- TASK REQUIREMENTS: Exactly as given, output all the records that follow.
+---+
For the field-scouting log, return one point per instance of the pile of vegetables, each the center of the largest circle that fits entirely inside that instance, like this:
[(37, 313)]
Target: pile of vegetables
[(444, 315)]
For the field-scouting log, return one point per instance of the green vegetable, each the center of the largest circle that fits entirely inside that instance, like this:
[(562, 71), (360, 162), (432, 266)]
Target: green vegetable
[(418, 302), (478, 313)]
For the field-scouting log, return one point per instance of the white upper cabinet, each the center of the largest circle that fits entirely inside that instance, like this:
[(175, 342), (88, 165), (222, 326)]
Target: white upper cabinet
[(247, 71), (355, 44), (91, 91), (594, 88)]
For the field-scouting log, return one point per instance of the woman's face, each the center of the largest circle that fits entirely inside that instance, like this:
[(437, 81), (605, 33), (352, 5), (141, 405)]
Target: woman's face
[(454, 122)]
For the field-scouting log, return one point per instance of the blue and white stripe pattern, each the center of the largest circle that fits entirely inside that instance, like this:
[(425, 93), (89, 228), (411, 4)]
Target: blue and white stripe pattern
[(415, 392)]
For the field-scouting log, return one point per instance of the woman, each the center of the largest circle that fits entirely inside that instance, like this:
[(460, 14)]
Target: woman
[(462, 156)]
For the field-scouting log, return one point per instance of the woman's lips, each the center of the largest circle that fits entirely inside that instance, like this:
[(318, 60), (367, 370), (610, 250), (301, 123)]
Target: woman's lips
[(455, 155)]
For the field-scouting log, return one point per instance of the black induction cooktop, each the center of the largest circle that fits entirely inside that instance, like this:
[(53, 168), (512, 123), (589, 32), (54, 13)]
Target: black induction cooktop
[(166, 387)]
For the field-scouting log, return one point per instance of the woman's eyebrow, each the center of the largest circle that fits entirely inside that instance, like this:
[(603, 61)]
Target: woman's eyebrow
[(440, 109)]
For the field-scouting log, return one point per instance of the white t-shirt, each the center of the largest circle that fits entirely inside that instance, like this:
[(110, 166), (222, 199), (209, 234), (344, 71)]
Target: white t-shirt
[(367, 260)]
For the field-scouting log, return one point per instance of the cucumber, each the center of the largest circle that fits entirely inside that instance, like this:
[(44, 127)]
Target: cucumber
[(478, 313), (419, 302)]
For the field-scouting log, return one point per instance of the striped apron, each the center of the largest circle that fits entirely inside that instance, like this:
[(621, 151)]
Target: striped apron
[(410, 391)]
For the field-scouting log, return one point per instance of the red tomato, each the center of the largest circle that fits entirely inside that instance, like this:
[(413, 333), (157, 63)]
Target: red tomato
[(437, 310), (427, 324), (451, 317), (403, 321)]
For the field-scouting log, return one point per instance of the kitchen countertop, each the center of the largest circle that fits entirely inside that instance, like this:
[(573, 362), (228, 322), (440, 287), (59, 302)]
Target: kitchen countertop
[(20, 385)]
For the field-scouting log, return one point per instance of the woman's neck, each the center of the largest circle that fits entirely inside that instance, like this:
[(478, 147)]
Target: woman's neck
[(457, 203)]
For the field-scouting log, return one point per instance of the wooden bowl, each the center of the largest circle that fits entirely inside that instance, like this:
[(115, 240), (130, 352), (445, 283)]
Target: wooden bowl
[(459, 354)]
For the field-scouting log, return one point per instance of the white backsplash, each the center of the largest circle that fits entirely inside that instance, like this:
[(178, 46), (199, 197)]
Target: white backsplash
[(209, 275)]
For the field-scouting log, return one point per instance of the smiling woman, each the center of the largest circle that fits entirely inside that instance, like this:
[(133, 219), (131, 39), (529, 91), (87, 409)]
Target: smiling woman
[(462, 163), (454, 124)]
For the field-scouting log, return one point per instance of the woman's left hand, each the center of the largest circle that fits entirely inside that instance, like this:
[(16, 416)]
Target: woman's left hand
+---+
- RESPONSE BELOW:
For the field-scouting log, return one point per instance of the pile of vegetables, each the center of the largest circle that fits entirely inside that instance, like this:
[(37, 313)]
Target: pile of vegetables
[(444, 315)]
For the field-scouting log, return one point per instance of the green vegetable, each the center of the largest circle that fits entirely inside that instance, like this:
[(562, 71), (360, 162), (432, 266)]
Target: green vegetable
[(418, 302), (478, 313)]
For the field-scouting log, return one point per instance of the white upper cabinet, each the center of the largest circle that fits entirely inside that instance, like this:
[(175, 342), (88, 165), (222, 326)]
Target: white upper cabinet
[(247, 71), (355, 44), (91, 91), (594, 88)]
For the field-scouting log, return one point per instance of the woman's face, each the center of the largest circle that fits entirely inside that instance, like this:
[(437, 81), (605, 33), (352, 5), (141, 405)]
Target: woman's face
[(454, 122)]
For the field-scouting log, return one point per instance of the blue and white stripe pattern, each the center of the largest circle that fits entirely inside that instance, like this:
[(425, 93), (89, 228), (411, 4)]
Target: blue and white stripe pattern
[(415, 392)]
For the field-scouting log, return one point per instance of the woman, each the center of the largest circle that fits entirely inside that instance, like this:
[(460, 14)]
Target: woman
[(462, 156)]
For the field-scouting log, return one point per instance of the woman's lips, each the center of the largest circle that fits entirely inside that instance, like this:
[(318, 60), (367, 370), (610, 250), (301, 123)]
Target: woman's lips
[(455, 155)]
For the field-scouting log, return one point per instance of the black induction cooktop, each the center of the largest circle that fits entirely inside that instance, like this:
[(53, 168), (512, 123), (589, 32), (54, 13)]
Target: black induction cooktop
[(166, 387)]
For the field-scouting log, return one point per instance of the woman's eyebrow, each the center of the largest circle that fits entirely inside that instance, like this:
[(603, 61)]
Target: woman's eyebrow
[(440, 109)]
For the field-scouting log, return one point per instance of the white t-shirt, each the center of the largest circle that fits entirely inside that instance, like this:
[(110, 166), (222, 199), (209, 234), (344, 71)]
Target: white t-shirt
[(367, 260)]
For the field-scouting log, return one point per instance of the cucumber, each the center of the largest circle that fits entirely inside that instance, like this:
[(44, 127)]
Target: cucumber
[(478, 313), (419, 302)]
For the field-scouting log, return one point per instance of the striped apron, each the center of the largest circle that fits entirely inside that instance, like this:
[(621, 151)]
Target: striped apron
[(410, 391)]
For the field-scouting log, return one point per instance of the red tomato, each the center of the largest circle that fits entirely inside that instance, like this:
[(413, 333), (157, 63)]
Target: red tomato
[(437, 310), (427, 324), (451, 317), (403, 321)]
For the field-scouting log, return one point per instance of the kitchen countertop, each the center of the largest circle that fits entirely inside that instance, like this:
[(573, 362), (228, 322), (440, 287), (59, 302)]
Target: kitchen countertop
[(20, 385)]
For the field-scouting log, return one point per instance of the woman's neck, each the center of the largest circle that fits entirely inside that instance, like this:
[(478, 147)]
Target: woman's neck
[(457, 203)]
For the field-scouting log, return one point per instance of the wooden bowl, each the center of the largest circle that fits entirely inside that instance, like this:
[(115, 240), (130, 352), (445, 283)]
Target: wooden bowl
[(459, 354)]
For the field-scouting log, return one point per instance of the white backsplash, each the center of the largest circle that fits entirely inside that instance, like this:
[(178, 46), (199, 197)]
Target: white backsplash
[(209, 275)]
For the field-scouting log, return one point per instance of the smiling woman, each the center of the largest circle that fits entirely inside that instance, like this:
[(133, 219), (131, 39), (529, 91), (87, 409)]
Target: smiling woman
[(462, 163), (454, 124)]
For the field-scouting log, return one point per instance of the woman's left hand, each the center of the largest circle that fits entirely inside that instance, like this:
[(16, 416)]
Target: woman's left hand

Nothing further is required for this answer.